(AUSZUG ZUM LESEN)
--------------------------------
2. Rechtsbehelfe gegen den Feststellungsbescheid der Bundesagentur für Arbeit nach § 80 Abs. 3 SGB IX a.F. (= § 163 Abs. 3 SGB IX) haben keine aufschiebende Wirkung, weil die Ausgleichsabgabe eine sonstige öffentliche Abgabe im Sinne von § 86a Abs. 2 Nr. 1 SGG ist und der Bescheid zu ihrer Anforderung ergeht.
3. Eine Erstattung überzahlter Beträge der Ausgleichsabgabe ist auch nach Ablauf der Frist des § 77 Abs. 4 Satz 8 SGB IX a.F. (= § 160 Abs. 4 Satz 8 SGB IX) möglich, wenn erst danach ein Rechtsbehelfsverfahren gegen einen Feststellungsbescheid nach § 80 Abs. 3 SGB IX a.F. (= § 163 Abs. 3 SGB IX) zu Gunsten des Abgabepflichtigen abgeschlossen wird.
--------------------------------
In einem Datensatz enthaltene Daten
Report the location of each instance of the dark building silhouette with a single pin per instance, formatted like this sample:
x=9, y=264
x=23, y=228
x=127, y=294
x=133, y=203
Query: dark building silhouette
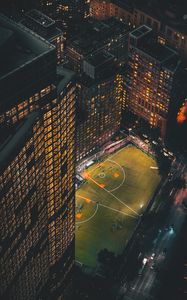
x=37, y=161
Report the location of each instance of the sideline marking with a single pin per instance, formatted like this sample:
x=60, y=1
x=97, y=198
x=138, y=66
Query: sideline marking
x=89, y=177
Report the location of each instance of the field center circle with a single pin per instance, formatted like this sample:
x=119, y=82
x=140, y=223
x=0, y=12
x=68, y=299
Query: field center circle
x=120, y=172
x=89, y=218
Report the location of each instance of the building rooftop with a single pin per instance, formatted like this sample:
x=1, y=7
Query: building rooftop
x=141, y=31
x=13, y=143
x=96, y=33
x=148, y=44
x=40, y=18
x=64, y=76
x=41, y=24
x=99, y=58
x=172, y=13
x=157, y=51
x=19, y=46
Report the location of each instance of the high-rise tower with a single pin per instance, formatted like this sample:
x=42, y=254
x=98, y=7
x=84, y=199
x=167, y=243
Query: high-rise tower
x=37, y=160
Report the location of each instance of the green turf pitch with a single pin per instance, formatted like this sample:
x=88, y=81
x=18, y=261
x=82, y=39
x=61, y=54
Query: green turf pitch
x=108, y=205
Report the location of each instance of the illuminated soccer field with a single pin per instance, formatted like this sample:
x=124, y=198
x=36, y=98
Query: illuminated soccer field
x=109, y=203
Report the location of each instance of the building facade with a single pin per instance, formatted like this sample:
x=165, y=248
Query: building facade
x=168, y=20
x=37, y=162
x=99, y=104
x=46, y=27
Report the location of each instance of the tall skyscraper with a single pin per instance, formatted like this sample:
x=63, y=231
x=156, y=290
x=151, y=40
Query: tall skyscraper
x=46, y=27
x=150, y=78
x=37, y=161
x=99, y=103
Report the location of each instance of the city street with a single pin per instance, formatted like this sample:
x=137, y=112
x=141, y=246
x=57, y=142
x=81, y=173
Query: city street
x=144, y=285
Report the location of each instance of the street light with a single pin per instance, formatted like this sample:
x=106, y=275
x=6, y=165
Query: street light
x=130, y=129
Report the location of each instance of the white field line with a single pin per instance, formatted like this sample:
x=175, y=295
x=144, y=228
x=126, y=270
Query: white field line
x=87, y=220
x=118, y=211
x=123, y=172
x=122, y=202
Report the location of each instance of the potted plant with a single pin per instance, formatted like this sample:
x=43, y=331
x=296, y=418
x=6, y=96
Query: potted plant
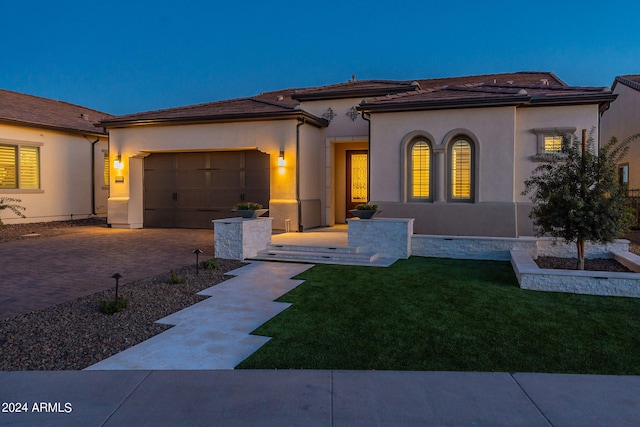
x=249, y=209
x=365, y=211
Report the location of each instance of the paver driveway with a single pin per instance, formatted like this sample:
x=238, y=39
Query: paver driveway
x=45, y=271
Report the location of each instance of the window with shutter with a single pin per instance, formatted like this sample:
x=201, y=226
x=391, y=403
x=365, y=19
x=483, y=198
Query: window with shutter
x=19, y=167
x=8, y=167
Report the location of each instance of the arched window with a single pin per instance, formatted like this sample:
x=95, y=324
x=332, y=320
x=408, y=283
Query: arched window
x=419, y=170
x=461, y=160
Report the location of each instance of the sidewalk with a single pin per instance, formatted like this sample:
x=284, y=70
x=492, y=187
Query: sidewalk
x=260, y=397
x=318, y=398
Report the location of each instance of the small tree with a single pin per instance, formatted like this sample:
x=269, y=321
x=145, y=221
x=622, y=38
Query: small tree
x=12, y=205
x=576, y=194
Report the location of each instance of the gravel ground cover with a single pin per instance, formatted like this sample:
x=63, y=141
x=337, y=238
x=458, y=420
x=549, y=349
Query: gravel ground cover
x=597, y=264
x=75, y=334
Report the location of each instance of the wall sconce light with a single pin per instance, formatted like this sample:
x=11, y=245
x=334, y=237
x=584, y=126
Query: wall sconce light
x=117, y=163
x=329, y=114
x=281, y=160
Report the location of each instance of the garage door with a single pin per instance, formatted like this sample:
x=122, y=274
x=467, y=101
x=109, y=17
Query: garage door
x=188, y=190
--------------------------------
(AUFGABE 1) Aus welchem Grund haben Rechtsbehelfe gegen den Feststellungsbescheid laut dem Auszug zur Ausgleichsabgabe keine aufschiebende Wirkung?
(AUFGABE 2) Setze den Auszug zur Ausgleichsabgabe im Anschluss an seinen letzten Satz fort.

(LÖSUNG 1) Die Ausgleichsabgabe ist eine sonstige öffentliche Abgabe im Sinne von § 86a Abs. 2 Nr. 1 SGG, und der Bescheid ergeht zu ihrer Anforderung.

(LÖSUNG 2)
Verfahrensgang

vorgehend Oberverwaltungsgericht des Landes Sachsen-Anhalt, 17. September 2019, Az: 4 L 101/18, Urteilvorgehend VG Magdeburg, 27. März 2018, Az: 6 A 292/16, Urteil

Tenor

Die Revision der Klägerin gegen das Urteil des Oberverwaltungsgerichts des Landes Sachsen-Anhalt vom 17. September 2019 wird zurückgewiesen.
Die Klägerin trägt die Kosten des Revisionsverfahrens. Gerichtskosten werden nicht erhoben.

Tatbestand

1
Die Klägerin wendet sich gegen die Anforderung von Ausgleichsabgaben durch das Integrationsamt der Beklagten wegen der Nichtbeschäftigung der vorgeschriebenen Zahl schwerbehinderter Menschen für die Jahre 2012 und 2013.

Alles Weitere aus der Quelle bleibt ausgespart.